▶ Your task
Copy, without a single change, each line from the one that holds "Target: bird's eye" to the bottom of the entries below, and drop any pictures.

================================

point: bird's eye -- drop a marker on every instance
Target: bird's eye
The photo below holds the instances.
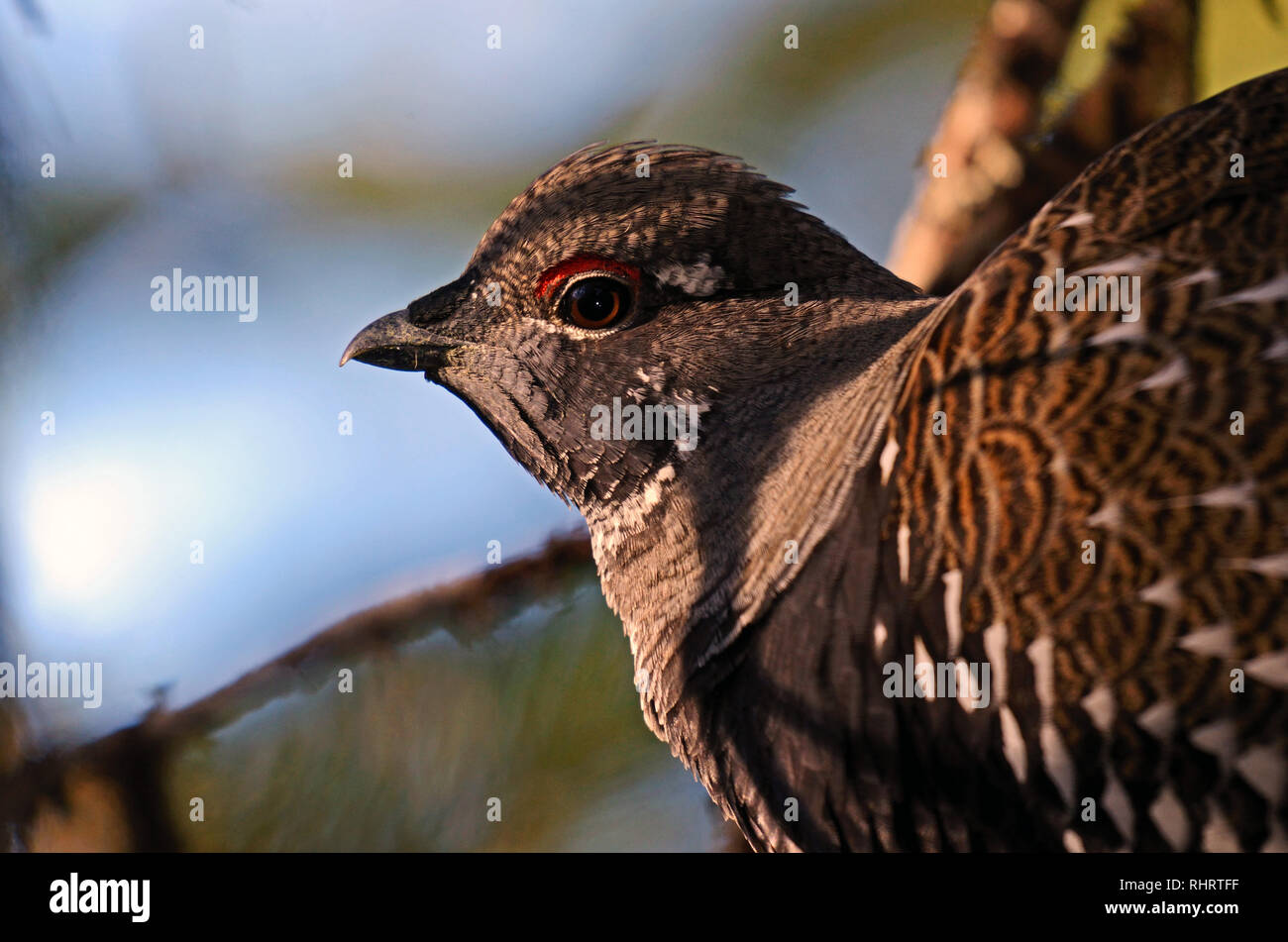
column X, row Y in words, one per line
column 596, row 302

================================

▶ Task answer
Target: bird's eye
The photo below holds the instances.
column X, row Y in words, one per line
column 596, row 302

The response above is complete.